- TASK DIRECTIONS: Exactly as they appear below, repeat the lines from the one with "[[270, 621]]" through the one with "[[506, 39], [193, 767], [382, 949]]", and no others.
START SUPPLIED MATERIAL
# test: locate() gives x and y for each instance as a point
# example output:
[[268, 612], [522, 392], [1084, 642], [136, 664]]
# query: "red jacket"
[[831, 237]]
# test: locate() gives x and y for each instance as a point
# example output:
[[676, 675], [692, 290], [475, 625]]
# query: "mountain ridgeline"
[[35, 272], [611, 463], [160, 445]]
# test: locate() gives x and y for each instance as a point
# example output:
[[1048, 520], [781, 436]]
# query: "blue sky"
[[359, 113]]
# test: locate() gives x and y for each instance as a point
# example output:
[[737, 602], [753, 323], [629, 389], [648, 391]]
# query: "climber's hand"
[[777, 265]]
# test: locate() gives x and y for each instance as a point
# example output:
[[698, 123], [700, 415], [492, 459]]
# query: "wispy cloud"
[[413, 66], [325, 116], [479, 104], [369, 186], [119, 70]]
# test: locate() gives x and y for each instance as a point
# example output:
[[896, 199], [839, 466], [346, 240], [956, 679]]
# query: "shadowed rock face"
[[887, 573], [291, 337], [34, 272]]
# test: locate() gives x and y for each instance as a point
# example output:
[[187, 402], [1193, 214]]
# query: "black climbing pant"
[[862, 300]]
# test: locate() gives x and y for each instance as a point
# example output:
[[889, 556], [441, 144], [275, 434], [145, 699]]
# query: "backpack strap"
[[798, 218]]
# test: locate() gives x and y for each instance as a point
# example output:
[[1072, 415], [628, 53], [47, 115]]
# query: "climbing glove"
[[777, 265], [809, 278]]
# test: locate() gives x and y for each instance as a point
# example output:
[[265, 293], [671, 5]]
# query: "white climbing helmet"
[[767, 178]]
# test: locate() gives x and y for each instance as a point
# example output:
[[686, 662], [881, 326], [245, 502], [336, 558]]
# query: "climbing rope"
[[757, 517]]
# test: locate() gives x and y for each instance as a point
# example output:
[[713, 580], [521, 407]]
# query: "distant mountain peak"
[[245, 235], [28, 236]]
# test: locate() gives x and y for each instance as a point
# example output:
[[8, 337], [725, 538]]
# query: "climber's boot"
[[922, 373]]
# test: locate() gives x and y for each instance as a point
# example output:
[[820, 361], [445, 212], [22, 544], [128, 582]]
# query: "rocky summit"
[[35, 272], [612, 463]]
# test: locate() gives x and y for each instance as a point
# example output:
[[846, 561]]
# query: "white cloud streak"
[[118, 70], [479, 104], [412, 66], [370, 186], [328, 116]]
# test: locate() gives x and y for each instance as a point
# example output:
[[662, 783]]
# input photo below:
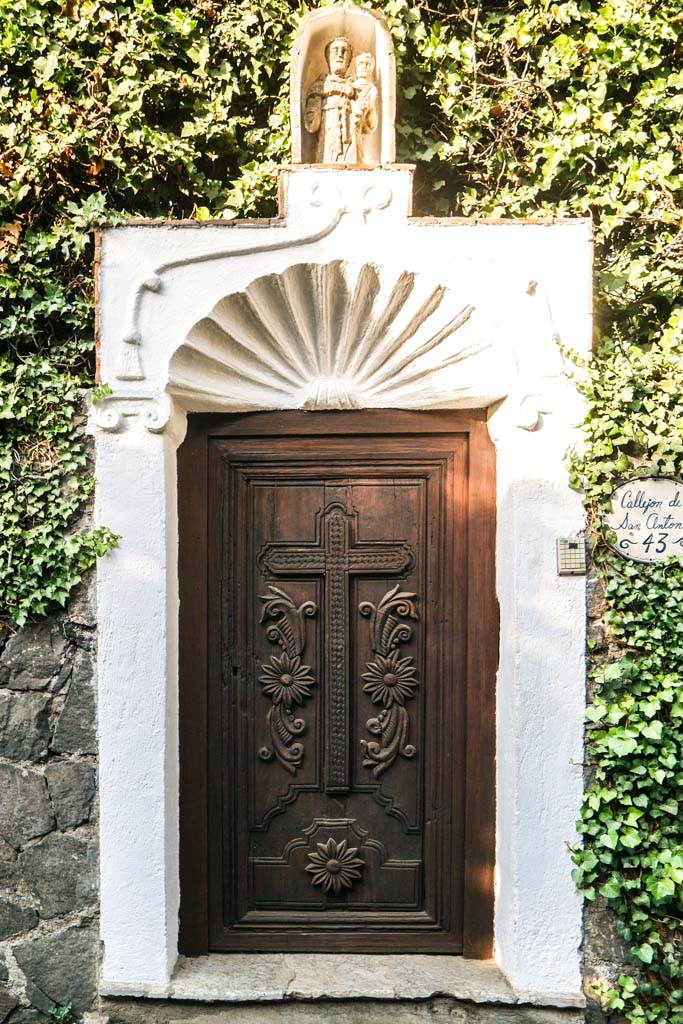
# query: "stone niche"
[[367, 32]]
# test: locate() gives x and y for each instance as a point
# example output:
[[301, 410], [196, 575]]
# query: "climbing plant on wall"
[[528, 108]]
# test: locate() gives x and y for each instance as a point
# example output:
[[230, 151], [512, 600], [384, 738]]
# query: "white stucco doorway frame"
[[191, 321]]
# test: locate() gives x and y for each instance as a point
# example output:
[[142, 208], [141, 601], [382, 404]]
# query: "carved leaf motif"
[[390, 679], [286, 679]]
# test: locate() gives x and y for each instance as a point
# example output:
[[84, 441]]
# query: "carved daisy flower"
[[334, 867], [390, 680], [286, 680]]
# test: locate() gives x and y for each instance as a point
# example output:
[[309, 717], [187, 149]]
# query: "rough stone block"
[[8, 1001], [32, 656], [61, 872], [76, 727], [72, 786], [8, 865], [25, 808], [15, 919], [60, 968], [29, 1016], [25, 728]]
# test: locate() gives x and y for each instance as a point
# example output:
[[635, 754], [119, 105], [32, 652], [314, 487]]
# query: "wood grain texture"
[[347, 805]]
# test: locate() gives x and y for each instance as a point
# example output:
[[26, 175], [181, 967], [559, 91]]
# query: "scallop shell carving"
[[337, 335]]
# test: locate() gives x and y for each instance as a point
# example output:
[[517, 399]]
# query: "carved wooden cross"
[[336, 555]]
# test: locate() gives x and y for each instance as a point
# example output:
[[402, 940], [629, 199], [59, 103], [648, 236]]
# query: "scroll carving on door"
[[336, 687], [390, 679]]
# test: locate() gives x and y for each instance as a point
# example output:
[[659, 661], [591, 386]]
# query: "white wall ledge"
[[281, 977]]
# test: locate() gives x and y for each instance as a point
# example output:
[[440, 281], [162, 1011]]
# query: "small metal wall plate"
[[570, 556]]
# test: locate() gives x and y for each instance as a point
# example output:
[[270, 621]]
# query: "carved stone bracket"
[[115, 412]]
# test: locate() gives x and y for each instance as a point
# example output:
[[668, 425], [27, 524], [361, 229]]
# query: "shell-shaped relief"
[[337, 335]]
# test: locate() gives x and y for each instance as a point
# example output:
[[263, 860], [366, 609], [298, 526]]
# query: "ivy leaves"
[[43, 482]]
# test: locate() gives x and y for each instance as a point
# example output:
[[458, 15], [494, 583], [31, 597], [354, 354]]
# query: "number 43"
[[662, 543]]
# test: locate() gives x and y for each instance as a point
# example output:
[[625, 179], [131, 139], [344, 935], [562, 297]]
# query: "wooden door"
[[338, 644]]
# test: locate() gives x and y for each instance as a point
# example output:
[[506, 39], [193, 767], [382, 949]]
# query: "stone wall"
[[48, 824], [48, 815]]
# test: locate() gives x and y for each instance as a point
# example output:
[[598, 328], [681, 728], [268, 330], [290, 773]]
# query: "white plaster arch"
[[482, 314]]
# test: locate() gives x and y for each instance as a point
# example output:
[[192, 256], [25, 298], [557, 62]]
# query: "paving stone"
[[75, 731], [72, 786], [25, 808], [60, 968], [25, 727], [61, 872], [32, 656], [15, 919]]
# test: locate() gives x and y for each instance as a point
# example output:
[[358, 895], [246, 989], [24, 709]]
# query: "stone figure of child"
[[364, 107]]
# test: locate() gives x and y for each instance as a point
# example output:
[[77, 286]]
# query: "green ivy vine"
[[526, 108]]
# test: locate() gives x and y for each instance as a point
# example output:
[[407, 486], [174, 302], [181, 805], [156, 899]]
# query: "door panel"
[[337, 571]]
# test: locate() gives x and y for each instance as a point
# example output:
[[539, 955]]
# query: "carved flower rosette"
[[335, 866], [285, 679], [390, 680]]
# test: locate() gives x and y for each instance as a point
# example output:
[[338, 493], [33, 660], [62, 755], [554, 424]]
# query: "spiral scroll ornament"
[[390, 679], [286, 680]]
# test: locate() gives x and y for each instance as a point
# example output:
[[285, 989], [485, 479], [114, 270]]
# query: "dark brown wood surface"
[[338, 655]]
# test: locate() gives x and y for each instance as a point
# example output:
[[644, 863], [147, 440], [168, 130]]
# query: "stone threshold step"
[[286, 978]]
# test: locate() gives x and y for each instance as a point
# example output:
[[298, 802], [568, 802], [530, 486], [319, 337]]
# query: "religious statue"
[[340, 110], [364, 114]]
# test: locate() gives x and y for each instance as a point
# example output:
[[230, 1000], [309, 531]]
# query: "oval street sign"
[[647, 518]]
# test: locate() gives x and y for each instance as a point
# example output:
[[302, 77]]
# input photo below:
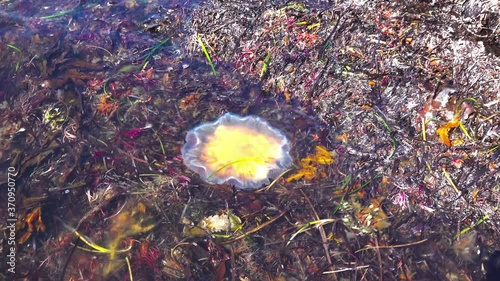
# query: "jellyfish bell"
[[240, 151]]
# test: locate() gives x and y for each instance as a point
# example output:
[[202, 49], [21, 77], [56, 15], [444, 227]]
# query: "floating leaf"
[[443, 131], [310, 164], [212, 224]]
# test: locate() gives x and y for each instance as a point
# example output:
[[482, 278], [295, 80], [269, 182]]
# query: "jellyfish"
[[241, 151]]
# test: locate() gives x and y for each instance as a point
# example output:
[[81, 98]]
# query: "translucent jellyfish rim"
[[199, 135]]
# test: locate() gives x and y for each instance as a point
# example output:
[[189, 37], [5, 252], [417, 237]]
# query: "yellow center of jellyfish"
[[240, 152]]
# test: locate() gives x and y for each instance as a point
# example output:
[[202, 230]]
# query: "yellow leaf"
[[443, 131]]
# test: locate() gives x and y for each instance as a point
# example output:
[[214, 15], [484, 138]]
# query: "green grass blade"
[[207, 55]]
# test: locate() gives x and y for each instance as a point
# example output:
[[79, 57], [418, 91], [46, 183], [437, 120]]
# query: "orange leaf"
[[309, 165], [443, 131]]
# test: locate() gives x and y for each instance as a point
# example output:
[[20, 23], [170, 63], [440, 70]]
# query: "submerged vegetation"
[[391, 110]]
END SUPPLIED MATERIAL
- THE ANSWER:
[[270, 621]]
# query: "carved stone bracket"
[[115, 412]]
# test: locate() gives x and y for each instance as a point
# example output:
[[668, 425], [27, 524], [361, 229]]
# query: "shell-shaped relief"
[[337, 335]]
# test: locate() gives x and y for each instance as a point
# example output:
[[263, 860], [366, 609], [298, 526]]
# query: "ivy leaves"
[[43, 482]]
# test: locate() gives x and y for each instance as a point
# example output:
[[458, 15], [494, 583], [31, 597], [354, 354]]
# query: "number 43"
[[662, 543]]
# test: locate() gives x and y for each instance as a point
# example output:
[[625, 179], [131, 139], [344, 935], [562, 297]]
# query: "wooden door"
[[338, 644]]
# test: locate() gives x and y for each instance as a point
# example output:
[[506, 39], [193, 767], [382, 949]]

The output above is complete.